Please convert every line of the material below into a JSON list of strings, one string per line, with blank lines left out.

Raw records.
· · ·

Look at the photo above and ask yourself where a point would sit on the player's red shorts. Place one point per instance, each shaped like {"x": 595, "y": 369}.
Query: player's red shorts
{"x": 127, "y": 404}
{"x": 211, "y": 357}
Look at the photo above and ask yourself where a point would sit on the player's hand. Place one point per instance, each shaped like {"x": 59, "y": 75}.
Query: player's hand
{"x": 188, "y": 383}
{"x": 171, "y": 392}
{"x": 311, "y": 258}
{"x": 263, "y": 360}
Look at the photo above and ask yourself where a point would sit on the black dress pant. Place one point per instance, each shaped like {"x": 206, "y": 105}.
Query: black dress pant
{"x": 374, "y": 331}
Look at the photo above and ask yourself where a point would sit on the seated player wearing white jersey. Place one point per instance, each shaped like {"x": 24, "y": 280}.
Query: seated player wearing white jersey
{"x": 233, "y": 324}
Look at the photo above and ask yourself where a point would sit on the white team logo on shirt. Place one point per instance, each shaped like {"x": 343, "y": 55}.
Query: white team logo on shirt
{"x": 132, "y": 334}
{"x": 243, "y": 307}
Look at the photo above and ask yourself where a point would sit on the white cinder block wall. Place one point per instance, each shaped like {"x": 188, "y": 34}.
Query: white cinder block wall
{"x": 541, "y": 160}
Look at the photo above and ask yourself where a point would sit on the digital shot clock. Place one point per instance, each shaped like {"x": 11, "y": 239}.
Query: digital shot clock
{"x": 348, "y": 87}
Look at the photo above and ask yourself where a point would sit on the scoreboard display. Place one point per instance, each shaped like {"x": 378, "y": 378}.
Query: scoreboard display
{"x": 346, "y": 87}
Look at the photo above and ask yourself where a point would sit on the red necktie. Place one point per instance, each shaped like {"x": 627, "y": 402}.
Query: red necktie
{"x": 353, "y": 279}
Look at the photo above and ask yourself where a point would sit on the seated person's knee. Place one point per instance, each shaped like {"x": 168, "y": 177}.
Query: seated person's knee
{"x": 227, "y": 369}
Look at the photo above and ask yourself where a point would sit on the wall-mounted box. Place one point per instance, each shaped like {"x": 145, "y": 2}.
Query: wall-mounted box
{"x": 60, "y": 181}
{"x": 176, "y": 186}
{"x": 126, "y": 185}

· · ·

Solved problem.
[
  "Look at the photo above and ask yourself where a point would sit on the player's red shorts. Place one point per instance, each shaped like {\"x\": 595, \"y\": 369}.",
  "Query: player's red shorts",
  "{\"x\": 127, \"y\": 404}",
  "{\"x\": 211, \"y\": 357}",
  "Look at the photo above and ask yourself where a point would sit on the player's hand. Place one point per instance, each shaped like {\"x\": 59, \"y\": 75}.",
  "Query: player's hand",
  "{\"x\": 188, \"y\": 383}",
  "{\"x\": 171, \"y\": 392}",
  "{\"x\": 311, \"y\": 258}",
  "{\"x\": 263, \"y\": 360}",
  "Look at the photo above and ask yourself where a point would sit on the black dress pant. Place one point per instance, each shaped like {\"x\": 206, \"y\": 105}.",
  "Query: black dress pant",
  "{\"x\": 374, \"y\": 331}",
  "Look at the photo above and ask yourself where a point would sit on the seated player wearing white jersey. Place one point per instance, each shaped like {\"x\": 24, \"y\": 280}.",
  "Query: seated player wearing white jersey",
  "{\"x\": 233, \"y\": 324}",
  "Look at the photo above and ask yourself where a point would sit on the white team logo on shirt. Place one point per instance, each shaped like {\"x\": 343, \"y\": 55}.",
  "Query: white team logo on shirt",
  "{\"x\": 132, \"y\": 334}",
  "{\"x\": 243, \"y\": 307}",
  "Look at the photo above and ask yourself where a point would sit on the white cinder block wall. Place one point per instance, each shaped like {\"x\": 188, \"y\": 34}.",
  "Query: white cinder block wall",
  "{\"x\": 541, \"y\": 160}",
  "Look at the photo above and ask yourself where a point would sit on the digital shot clock. Place one point per instance, each shaped like {\"x\": 11, \"y\": 239}.",
  "Query: digital shot clock",
  "{\"x\": 348, \"y\": 87}",
  "Look at the photo above and ask yourself where a point would sit on the scoreboard display. Place one point per instance, each shaped like {\"x\": 378, \"y\": 378}.",
  "Query: scoreboard display",
  "{\"x\": 346, \"y\": 87}",
  "Look at the photo above and ask yourself where a point would sit on the red necktie. Place one point per instance, each shaped like {\"x\": 627, \"y\": 402}.",
  "Query: red necktie",
  "{\"x\": 353, \"y\": 279}",
  "Look at the photo above and ask yourself where a point would sit on the seated person's knee. Place one point per instance, each shaped like {\"x\": 168, \"y\": 177}.",
  "Query: seated person's knee",
  "{\"x\": 227, \"y\": 369}",
  "Look at the photo above and ask yourself where a point would sit on the wall-mounted box. Place one point per instance, each shaped like {\"x\": 145, \"y\": 2}.",
  "Query: wall-mounted box",
  "{\"x\": 60, \"y\": 181}",
  "{\"x\": 176, \"y\": 186}",
  "{\"x\": 126, \"y\": 185}"
]